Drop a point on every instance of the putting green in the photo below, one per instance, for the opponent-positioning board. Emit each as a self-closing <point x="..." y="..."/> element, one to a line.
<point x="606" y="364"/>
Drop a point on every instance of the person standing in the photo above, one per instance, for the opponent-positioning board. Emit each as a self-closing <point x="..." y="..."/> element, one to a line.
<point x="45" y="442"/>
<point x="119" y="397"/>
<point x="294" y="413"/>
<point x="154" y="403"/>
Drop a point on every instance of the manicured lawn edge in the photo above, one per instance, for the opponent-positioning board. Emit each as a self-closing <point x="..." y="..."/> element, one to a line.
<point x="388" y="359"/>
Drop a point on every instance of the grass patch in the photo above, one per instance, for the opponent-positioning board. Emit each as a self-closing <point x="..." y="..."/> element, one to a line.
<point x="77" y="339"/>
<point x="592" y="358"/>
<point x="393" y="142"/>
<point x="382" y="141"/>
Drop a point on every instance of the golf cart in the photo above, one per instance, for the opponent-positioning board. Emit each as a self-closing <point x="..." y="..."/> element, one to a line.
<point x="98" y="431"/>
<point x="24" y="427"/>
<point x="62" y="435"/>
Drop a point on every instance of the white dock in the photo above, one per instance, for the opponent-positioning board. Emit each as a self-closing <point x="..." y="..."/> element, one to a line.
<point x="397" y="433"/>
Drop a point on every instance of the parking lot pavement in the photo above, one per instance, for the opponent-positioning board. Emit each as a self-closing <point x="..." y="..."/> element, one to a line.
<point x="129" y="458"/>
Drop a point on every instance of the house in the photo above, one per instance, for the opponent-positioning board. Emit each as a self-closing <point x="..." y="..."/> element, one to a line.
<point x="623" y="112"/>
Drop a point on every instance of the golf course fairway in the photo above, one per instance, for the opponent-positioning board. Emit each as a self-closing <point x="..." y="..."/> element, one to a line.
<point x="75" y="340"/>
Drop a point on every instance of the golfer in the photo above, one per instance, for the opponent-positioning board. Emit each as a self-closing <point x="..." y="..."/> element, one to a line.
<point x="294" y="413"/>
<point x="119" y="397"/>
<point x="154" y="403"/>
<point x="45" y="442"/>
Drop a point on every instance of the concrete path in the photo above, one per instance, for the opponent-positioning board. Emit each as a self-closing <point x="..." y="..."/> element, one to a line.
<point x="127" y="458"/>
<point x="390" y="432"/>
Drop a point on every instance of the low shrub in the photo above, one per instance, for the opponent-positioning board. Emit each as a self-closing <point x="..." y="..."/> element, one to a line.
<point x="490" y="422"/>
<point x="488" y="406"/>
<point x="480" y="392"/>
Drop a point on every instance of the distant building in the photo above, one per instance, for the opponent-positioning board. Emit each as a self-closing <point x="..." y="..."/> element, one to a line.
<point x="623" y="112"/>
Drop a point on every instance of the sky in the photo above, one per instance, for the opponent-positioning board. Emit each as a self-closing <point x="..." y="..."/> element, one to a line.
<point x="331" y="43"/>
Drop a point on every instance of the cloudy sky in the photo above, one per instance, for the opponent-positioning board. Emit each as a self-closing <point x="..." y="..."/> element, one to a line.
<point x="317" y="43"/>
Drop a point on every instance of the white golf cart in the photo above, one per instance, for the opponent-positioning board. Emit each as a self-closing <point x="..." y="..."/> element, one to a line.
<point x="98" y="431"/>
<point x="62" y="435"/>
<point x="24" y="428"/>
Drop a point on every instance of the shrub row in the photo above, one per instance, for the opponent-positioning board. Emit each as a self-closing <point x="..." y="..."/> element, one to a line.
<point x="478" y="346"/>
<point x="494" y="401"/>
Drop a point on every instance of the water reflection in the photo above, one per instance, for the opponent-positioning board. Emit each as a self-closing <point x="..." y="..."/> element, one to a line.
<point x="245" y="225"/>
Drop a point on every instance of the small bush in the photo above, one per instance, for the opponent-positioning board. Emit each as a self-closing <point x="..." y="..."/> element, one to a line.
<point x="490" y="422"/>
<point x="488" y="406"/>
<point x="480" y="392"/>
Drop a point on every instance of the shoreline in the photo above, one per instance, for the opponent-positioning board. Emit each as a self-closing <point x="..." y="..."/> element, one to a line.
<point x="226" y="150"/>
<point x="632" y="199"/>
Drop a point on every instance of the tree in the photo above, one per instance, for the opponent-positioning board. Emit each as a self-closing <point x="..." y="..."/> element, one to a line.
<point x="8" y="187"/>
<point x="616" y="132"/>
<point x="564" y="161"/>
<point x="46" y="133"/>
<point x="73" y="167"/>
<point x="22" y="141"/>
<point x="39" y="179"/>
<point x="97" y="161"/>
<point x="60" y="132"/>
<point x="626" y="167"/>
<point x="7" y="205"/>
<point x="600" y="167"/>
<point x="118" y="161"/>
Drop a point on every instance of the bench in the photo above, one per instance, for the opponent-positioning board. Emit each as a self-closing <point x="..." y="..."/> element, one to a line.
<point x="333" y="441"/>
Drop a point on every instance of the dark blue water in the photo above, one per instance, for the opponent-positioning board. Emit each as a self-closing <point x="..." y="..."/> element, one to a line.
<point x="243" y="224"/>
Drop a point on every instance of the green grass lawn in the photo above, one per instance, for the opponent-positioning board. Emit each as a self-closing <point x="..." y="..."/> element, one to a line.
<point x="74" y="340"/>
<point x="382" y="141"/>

○ ○ ○ ○ ○

Please quote nothing but the lines from the line with "Drop a point on every instance of the bench" through the end of the data above, exactly as written, ends included.

Drop a point on every instance of the bench in the photo above, one per instance, for the opponent-positioning board. Emit each as a self-closing <point x="..." y="..."/> element, one to a line.
<point x="333" y="441"/>
Drop a point on every instance of the dark blue water in the photo above, one per instance, for the opponent-positioning board. Emit each as a self-closing <point x="..." y="..."/> element, one to a line.
<point x="243" y="224"/>
Drop a point on every instance of the green grass lawn in the photo above, one per instance, for the opponent-positioning board. Emit each as a self-closing <point x="..." y="..."/> element, one to a line.
<point x="74" y="340"/>
<point x="382" y="141"/>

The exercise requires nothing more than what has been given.